Reproduce the material below verbatim, line for line, without any alteration.

A block of data:

* start *

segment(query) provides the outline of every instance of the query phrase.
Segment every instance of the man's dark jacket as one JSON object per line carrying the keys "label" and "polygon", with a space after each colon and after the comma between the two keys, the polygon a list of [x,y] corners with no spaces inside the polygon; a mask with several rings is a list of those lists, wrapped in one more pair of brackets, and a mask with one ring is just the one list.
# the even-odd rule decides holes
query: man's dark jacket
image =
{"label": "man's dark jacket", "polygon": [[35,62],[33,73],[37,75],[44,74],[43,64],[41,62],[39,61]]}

* end *

# Output for this task
segment(query) provides the outline of every instance of the query phrase.
Segment every instance of the man's dark jacket as one JSON object per line carrying the keys "label" and "polygon", with a space after each colon and after the comma between the two keys, the polygon a list of [x,y] corners with no spaces inside the polygon; a mask with several rings is a list of those lists, wrapped in one more pair of brackets, and a mask with one ring is just the one list.
# the even-odd rule decides holes
query: man's dark jacket
image =
{"label": "man's dark jacket", "polygon": [[35,62],[33,73],[37,75],[44,74],[43,64],[41,62],[39,61]]}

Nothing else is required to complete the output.